__Task directions__. Repeat the records. Each line must match exactly.

--- Exercise material Enclosed Below ---

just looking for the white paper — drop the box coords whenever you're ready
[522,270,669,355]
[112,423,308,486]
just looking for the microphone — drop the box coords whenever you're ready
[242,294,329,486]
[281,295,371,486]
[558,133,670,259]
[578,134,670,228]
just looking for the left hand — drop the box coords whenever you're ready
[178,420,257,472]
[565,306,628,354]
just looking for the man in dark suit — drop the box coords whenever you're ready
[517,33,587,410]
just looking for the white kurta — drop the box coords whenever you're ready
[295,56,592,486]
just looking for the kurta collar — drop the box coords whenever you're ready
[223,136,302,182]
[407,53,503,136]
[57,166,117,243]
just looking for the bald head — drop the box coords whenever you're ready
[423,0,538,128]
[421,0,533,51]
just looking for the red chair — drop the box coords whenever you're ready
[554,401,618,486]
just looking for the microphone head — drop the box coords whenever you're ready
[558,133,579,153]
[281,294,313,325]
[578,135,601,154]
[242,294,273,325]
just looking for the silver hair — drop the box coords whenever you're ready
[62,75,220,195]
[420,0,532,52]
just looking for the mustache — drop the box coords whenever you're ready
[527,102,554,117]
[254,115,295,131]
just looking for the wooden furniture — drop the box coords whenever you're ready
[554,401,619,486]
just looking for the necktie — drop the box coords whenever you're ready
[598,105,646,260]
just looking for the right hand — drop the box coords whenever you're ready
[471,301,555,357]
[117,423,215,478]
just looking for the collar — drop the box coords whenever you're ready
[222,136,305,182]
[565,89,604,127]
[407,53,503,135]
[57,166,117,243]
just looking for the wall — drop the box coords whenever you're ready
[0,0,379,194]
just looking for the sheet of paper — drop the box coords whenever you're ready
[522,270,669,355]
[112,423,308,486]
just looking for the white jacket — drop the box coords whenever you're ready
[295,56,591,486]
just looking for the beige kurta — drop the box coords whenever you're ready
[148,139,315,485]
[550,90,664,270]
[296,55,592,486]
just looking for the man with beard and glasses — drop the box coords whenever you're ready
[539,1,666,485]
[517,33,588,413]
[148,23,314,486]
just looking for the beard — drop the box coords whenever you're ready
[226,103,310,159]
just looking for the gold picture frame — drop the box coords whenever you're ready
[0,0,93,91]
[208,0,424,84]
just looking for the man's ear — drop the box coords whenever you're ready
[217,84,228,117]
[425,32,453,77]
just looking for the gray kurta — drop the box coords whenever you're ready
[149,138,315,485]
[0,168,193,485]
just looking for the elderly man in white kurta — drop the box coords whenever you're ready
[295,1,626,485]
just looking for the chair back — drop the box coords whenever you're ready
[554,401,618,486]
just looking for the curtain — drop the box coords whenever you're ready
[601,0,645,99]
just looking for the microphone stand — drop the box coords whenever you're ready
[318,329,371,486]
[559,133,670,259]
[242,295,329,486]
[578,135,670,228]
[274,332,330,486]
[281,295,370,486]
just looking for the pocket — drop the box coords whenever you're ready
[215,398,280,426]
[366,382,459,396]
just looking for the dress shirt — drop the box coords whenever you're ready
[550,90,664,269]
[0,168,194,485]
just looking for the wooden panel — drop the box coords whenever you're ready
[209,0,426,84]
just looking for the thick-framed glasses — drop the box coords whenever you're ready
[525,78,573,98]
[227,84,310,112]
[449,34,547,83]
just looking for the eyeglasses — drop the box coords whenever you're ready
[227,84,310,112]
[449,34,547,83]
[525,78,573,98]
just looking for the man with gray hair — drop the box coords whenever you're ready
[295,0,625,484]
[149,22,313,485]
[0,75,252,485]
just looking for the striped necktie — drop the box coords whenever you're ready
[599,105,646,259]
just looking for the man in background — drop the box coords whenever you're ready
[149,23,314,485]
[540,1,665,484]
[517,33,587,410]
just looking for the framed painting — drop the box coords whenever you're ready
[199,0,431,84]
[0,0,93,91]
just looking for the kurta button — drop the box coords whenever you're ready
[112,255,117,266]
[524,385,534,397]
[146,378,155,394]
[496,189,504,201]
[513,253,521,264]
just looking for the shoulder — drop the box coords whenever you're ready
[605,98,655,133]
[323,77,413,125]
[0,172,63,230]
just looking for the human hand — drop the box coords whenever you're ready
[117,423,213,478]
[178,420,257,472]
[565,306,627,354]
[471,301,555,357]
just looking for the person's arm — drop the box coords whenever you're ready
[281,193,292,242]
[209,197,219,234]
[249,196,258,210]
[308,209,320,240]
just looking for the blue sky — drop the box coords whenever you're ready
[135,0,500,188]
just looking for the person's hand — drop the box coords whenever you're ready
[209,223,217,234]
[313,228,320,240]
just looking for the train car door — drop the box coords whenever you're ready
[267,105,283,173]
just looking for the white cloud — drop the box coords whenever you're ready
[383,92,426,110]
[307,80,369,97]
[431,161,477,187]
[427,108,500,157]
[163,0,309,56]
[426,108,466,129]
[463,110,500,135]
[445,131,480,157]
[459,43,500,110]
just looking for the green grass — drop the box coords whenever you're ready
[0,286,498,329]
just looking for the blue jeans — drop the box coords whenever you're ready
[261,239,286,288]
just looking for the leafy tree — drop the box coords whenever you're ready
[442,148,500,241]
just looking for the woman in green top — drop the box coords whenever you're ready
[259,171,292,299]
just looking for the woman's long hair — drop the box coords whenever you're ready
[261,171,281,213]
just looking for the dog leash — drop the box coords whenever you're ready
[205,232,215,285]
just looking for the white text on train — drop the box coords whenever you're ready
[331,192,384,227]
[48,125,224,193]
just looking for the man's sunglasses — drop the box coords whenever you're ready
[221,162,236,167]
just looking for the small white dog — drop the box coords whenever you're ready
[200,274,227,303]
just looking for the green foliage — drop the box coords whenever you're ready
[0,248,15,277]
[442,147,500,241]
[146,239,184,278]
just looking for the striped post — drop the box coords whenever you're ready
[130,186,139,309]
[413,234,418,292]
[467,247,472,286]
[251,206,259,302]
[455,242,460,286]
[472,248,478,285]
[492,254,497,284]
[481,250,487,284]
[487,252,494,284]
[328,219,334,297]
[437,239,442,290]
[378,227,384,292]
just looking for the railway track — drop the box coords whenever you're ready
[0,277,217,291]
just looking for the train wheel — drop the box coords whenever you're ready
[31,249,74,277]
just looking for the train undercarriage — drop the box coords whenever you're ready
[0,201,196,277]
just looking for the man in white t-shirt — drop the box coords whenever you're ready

--- End of Enclosed Exercise material ---

__Response area__.
just looking for the white paper — drop the box coords whenever you're ready
[522,270,669,355]
[112,423,308,486]
just looking for the microphone — drop the box coords whenever you're ready
[242,294,329,486]
[281,295,371,486]
[558,133,670,259]
[578,134,670,228]
just looking for the left hand — drop the box coords whenever you're ready
[178,420,257,472]
[565,306,628,354]
just looking for the man in dark suit — drop the box coords whenever you're ready
[517,33,587,410]
just looking for the white kurta — drop the box coords whenever you're ready
[295,56,592,486]
just looking for the kurta collar — drop the box coords whenever you're ready
[223,136,302,182]
[407,53,503,136]
[57,166,117,243]
just looking for the bald head — drop the box coords whenever you're ready
[423,0,538,128]
[421,0,533,51]
just looking for the red chair — drop the box coords whenever you're ready
[554,401,618,486]
just looking for the microphone head — drop the box coords whenever you're ready
[558,133,579,153]
[281,294,313,325]
[578,135,601,154]
[242,294,273,325]
just looking for the silver hair — drop the box coords whenever you're ready
[62,75,220,195]
[420,0,532,52]
just looking for the mustache — drop the box coords whenever you're ready
[527,102,554,117]
[254,115,295,131]
just looking for the wooden furniture — drop the box coords whenever you're ready
[554,401,619,486]
just looking for the necktie — drop the box coords whenever you're ready
[598,105,646,260]
just looking for the right hand — drop the box coords whenever you're ready
[471,301,555,357]
[117,423,215,478]
just looking for the collar — drop the box coords whenever you're ready
[222,136,305,182]
[565,89,604,127]
[407,53,503,135]
[57,166,117,243]
just looking for the wall — drop the box coords whenever you're ready
[0,0,379,194]
just looking for the sheet of paper — drop the box coords whenever you're ready
[522,270,669,355]
[112,423,308,486]
just looking for the white jacket — drop the box coords whenever you're ready
[295,56,591,486]
just looking for the beige kurta — drop the box coords whenever you're ready
[148,139,315,485]
[550,90,664,270]
[296,55,592,486]
just looking for the man with beard and glasses — drop the box coords whenever you're ready
[539,1,666,485]
[517,33,588,413]
[148,23,314,486]
just looking for the beard — drop the box coords whenever you're ready
[226,103,310,159]
just looking for the gold picture frame — drop the box coords whenever you're ready
[0,0,93,91]
[208,0,424,84]
just looking for the man's ear — drop the box coords whenever you're ready
[217,84,228,117]
[425,32,453,77]
just looking for the gray kurta — drop the box coords whenever you're ready
[149,138,315,485]
[0,168,193,485]
just looking for the elderly man in white kurta — drop the box coords whenever you're ready
[295,1,626,485]
just looking for the chair back — drop the box coords whenever you're ready
[554,401,618,486]
just looking for the curtain — drop the box coords whenever you're ready
[601,0,645,99]
just looking for the microphone stand — drop the box coords whenever you're ready
[318,329,371,486]
[559,133,670,259]
[242,295,329,486]
[578,135,670,228]
[274,332,330,486]
[281,295,370,486]
just looking for the pocket — drop the box coords whenever you're ready
[215,398,280,426]
[366,382,459,396]
just looking for the dress shirt — drop the box coords whenever you're ready
[550,90,664,269]
[0,168,194,485]
just looking for the wooden panel — drop the box coords whenever you're ready
[209,0,426,84]
just looking for the thick-framed glasses — drop the box coords whenever you're ready
[525,78,573,98]
[227,84,310,112]
[449,34,547,83]
just looking for the eyeglasses — drop the box coords whenever you're ready
[227,84,310,112]
[449,34,547,83]
[525,78,573,98]
just looking for the man with gray hair — drop the box coords whenever you're ready
[295,0,625,484]
[149,22,313,485]
[0,75,252,485]
just looking for the striped necktie — drop the box coords whenever you're ready
[599,105,646,259]
just looking for the man in background — drop the box coords whenever you're ready
[149,23,314,485]
[540,1,665,484]
[517,33,587,410]
just looking for the framed painting — drop the box coords whenever you're ready
[199,0,431,84]
[0,0,93,91]
just looking for the kurta button — drop the box coords whenever you're ready
[112,255,117,266]
[524,385,534,397]
[146,378,155,394]
[496,189,504,201]
[513,253,521,264]
just looking for the shoulder — drop the box coords whenever you're ready
[605,98,655,133]
[323,77,413,125]
[0,172,63,230]
just looking for the human hand — drop the box coords whenever you're ready
[117,423,213,478]
[178,420,257,472]
[565,306,627,354]
[471,301,555,357]
just looking for the person's arm — drop the box coords whenever you're ready
[281,193,292,242]
[209,197,219,234]
[249,196,258,210]
[308,209,320,240]
just looking for the blue sky — drop the box coords whenever you're ready
[135,0,500,188]
just looking for the person's hand — drop the box coords whenever you're ready
[209,223,217,234]
[313,228,320,240]
just looking for the train car door — drop the box coords whenever you're ready
[267,105,283,173]
just looking for the white cloud — drop the box coords whenever you're ready
[383,92,426,110]
[307,80,369,97]
[431,161,477,187]
[427,108,500,157]
[163,0,309,56]
[426,108,466,129]
[463,110,500,135]
[445,131,480,157]
[459,43,500,110]
just looking for the green grass — drop the box coords whenever you're ready
[0,286,498,329]
just looking for the blue jeans — drop the box coords whenever you're ready
[261,239,286,288]
just looking for the leafy tree — drop the box coords whenever you're ready
[442,148,500,241]
just looking for the woman in green top — drop the box coords whenever you're ready
[259,171,292,299]
just looking for the woman's long hair — drop the box coords whenever you're ready
[261,171,281,213]
just looking for the dog leash — drop the box coords whenever you're ready
[205,232,215,285]
just looking for the white text on train — drop the box coords whenever you're ready
[331,192,384,227]
[48,125,224,193]
just looking for the man's sunglasses — drop the box coords whenever you're ready
[221,162,236,167]
just looking for the small white dog — drop the box coords whenever you're ready
[200,274,227,303]
just looking for the green foliage — drop the box coords whenever you're ready
[0,248,15,277]
[442,147,500,241]
[146,239,184,278]
just looking for the striped post — drop the box coords whenever you're ready
[130,186,139,309]
[413,234,418,292]
[467,247,472,286]
[251,206,259,302]
[455,242,460,286]
[472,248,478,285]
[492,254,497,284]
[481,250,487,284]
[487,252,494,284]
[328,219,334,297]
[437,239,442,290]
[378,227,384,292]
just looking for the railway track — drop the box coords whenever you're ready
[0,277,217,291]
just looking for the train wheel — drop the box coords whenever you're ready
[31,249,74,277]
just looking for the train undercarriage — drop the box coords whenever you're ready
[0,201,196,277]
just looking for the man in white t-shirt — drop the box coords whenever you're ready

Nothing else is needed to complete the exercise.